Restate every entry word for word.

######

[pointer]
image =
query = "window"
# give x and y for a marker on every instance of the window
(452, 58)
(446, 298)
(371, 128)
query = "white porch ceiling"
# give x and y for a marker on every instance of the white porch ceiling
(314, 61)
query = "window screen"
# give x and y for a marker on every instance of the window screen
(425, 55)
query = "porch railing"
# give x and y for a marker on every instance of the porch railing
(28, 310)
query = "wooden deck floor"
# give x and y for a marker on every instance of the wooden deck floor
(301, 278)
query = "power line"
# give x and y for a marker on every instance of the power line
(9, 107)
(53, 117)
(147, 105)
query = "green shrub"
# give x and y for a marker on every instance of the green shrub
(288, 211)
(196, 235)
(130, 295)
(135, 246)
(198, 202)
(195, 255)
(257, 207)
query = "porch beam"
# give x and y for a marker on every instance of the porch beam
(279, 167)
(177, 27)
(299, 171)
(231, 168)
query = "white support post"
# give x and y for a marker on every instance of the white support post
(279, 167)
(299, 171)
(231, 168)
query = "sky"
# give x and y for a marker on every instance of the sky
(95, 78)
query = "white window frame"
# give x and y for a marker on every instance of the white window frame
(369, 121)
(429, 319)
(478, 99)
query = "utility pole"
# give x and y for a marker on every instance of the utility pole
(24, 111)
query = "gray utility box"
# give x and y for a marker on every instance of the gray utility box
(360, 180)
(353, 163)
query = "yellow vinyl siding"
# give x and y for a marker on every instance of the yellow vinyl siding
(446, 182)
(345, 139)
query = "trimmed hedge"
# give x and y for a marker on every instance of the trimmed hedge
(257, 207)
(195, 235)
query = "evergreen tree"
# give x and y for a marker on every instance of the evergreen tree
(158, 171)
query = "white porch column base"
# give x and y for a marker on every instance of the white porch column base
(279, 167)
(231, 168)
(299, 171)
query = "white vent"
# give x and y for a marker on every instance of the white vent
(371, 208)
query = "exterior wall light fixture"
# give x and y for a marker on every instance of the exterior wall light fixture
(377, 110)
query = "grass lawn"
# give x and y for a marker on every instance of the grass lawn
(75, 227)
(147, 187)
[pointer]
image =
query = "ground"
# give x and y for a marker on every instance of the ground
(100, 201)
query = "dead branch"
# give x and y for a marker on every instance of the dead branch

######

## Task response
[pointer]
image =
query = "window"
# give x and y for a marker on every instance of the window
(452, 58)
(446, 298)
(371, 128)
query = "white porch ceiling"
# give x and y for a marker on every instance of the white porch ceiling
(314, 61)
query = "window screen"
# give x and y for a marker on every instance of the window screen
(425, 55)
query = "porch railing"
# give x and y for a marker on every instance of the porch railing
(28, 310)
query = "wooden deck floor"
# give x and y for a marker on every instance of the wooden deck floor
(301, 278)
query = "power line"
# give x and y for a marker on every instance of the power line
(9, 107)
(53, 117)
(147, 105)
query = "green shrub"
# give x and y for a marker on every instance of the green shrub
(288, 211)
(196, 235)
(130, 295)
(135, 246)
(198, 202)
(195, 255)
(257, 207)
query = "porch beam"
# give x and y for a marker on every instance of the porch beam
(279, 167)
(177, 27)
(299, 171)
(231, 168)
query = "white support post"
# give x and y for a marker on every instance of the white support post
(279, 167)
(299, 171)
(231, 168)
query = "sky"
# give x and y for a marker on every instance of the sky
(95, 78)
query = "white window frame"
# give x and y for a marker on every instance of the white window frame
(369, 121)
(429, 319)
(478, 99)
query = "utility pole"
# give x and y for a marker on every instance of the utility pole
(24, 111)
query = "gray utility box"
# give x and y for a marker on every instance of the gray utility box
(360, 180)
(353, 163)
query = "yellow vinyl siding"
# give x and y for a marker on every instance of the yellow vinyl siding
(446, 182)
(345, 139)
query = "trimmed hedge"
# give x and y for a marker on every instance of the trimmed hedge
(257, 207)
(195, 235)
query = "evergreen tree"
# give x and y for a marker on every instance of the evergreen tree
(158, 171)
query = "white porch column base"
# give x and y for a marker on every instance of the white porch column base
(279, 167)
(231, 168)
(299, 171)
query = "white vent"
# give x and y for a marker on every instance of the white vent
(371, 208)
query = "exterior wall light fixture"
# give x and y for a marker on every instance of the exterior wall light fixture
(377, 110)
query = "grass lawn"
# give x and y for a marker on every instance of the grass lawn
(75, 227)
(147, 187)
[pointer]
image =
query = "ground"
# give x and y for a marker on every instance of the ground
(100, 201)
query = "dead branch"
# give x and y for a marker on every instance of the dead branch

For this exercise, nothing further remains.